▶ _Task to complete_
Extract every line starting at the line that contains "Label the green" and ending with the final line of the data, inclusive; give only those lines, word for word.

____ Data to use

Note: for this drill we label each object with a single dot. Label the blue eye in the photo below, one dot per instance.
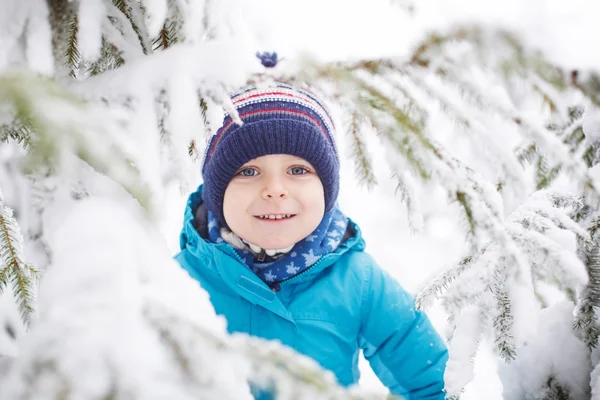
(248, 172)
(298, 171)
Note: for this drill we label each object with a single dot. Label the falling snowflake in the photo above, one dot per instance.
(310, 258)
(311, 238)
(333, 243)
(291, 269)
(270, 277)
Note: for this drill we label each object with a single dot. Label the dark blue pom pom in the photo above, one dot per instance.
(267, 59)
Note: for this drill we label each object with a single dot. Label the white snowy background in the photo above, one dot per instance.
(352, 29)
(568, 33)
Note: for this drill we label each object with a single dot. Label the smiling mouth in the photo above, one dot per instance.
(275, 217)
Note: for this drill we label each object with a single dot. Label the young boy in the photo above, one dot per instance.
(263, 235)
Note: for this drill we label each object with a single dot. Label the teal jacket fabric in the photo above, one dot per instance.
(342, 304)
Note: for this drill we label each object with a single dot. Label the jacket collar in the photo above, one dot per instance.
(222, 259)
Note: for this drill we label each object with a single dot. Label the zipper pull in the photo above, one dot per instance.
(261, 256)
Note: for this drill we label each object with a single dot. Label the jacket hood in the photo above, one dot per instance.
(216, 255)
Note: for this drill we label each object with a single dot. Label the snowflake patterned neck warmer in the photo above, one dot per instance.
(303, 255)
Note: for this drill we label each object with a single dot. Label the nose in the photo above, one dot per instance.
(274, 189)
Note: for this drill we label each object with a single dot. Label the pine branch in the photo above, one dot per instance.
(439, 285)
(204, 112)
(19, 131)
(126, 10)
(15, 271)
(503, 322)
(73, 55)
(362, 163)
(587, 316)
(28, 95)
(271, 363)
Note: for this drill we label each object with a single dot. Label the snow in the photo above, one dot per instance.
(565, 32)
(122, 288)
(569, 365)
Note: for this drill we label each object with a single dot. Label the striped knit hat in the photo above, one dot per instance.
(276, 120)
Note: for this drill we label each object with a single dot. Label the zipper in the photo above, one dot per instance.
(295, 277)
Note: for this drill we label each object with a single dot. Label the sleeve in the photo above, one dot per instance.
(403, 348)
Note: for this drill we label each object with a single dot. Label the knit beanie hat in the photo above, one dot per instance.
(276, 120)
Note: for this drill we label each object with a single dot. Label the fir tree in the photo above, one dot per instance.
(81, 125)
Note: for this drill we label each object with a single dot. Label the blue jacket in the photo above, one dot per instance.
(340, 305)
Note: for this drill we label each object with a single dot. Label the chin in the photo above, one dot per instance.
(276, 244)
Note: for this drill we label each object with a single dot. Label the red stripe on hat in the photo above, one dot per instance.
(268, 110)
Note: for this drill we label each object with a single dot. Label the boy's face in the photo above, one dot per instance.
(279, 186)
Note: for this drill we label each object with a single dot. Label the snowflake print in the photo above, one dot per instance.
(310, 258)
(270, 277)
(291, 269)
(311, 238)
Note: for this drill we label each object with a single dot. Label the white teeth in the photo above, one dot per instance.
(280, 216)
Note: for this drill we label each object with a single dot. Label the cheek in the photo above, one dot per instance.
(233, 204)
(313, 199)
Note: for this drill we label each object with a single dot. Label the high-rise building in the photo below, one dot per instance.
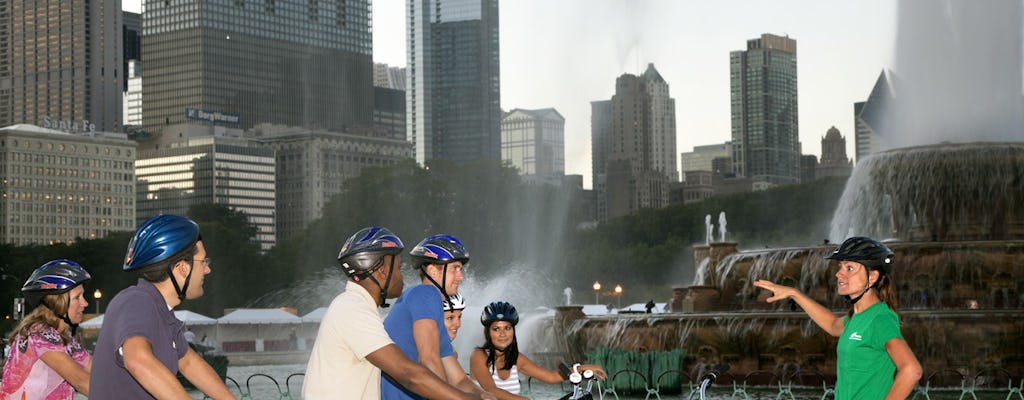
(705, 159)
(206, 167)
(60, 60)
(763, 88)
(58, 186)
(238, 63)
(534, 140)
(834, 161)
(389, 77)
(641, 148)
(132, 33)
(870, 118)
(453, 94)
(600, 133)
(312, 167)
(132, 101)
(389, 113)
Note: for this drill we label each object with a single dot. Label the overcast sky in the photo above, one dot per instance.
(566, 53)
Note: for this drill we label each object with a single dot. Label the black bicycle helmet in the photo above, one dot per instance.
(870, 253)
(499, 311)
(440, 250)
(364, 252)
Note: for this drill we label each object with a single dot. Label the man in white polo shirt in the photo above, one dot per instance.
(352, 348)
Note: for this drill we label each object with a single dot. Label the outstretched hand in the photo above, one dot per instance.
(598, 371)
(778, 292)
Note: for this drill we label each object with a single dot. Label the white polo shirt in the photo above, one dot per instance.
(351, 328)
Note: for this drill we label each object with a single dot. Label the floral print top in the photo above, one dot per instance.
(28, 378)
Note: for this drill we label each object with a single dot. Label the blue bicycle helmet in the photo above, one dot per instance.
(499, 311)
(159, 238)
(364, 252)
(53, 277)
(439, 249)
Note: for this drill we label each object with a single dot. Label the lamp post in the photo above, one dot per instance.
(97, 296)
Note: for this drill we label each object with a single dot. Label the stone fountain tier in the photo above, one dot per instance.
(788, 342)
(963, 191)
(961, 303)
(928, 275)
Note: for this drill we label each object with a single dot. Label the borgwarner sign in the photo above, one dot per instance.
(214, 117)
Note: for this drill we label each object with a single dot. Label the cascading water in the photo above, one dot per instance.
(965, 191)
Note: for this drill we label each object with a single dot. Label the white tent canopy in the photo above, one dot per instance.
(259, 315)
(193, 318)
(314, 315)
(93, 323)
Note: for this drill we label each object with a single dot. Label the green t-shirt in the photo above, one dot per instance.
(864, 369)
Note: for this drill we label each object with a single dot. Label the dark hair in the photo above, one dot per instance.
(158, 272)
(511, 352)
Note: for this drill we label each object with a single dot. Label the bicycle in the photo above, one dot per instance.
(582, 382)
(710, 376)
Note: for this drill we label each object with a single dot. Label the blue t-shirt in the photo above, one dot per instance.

________

▶ _Problem solution_
Note: for this drill we label each object with a single dot. Label the green t-shirt in the photo above, one dot per instance.
(864, 369)
Note: for this drill we label each object with a single dot. Label the dark hair in the photo above, one dot per instance.
(158, 272)
(511, 352)
Note: for this drill we label each object with a single dot. Label the bicycle in the photo above, one dot per instance.
(582, 382)
(710, 376)
Note: for this drill we label each object with a single dot. Label the blue t-shirt in the photo above, one dot per instance.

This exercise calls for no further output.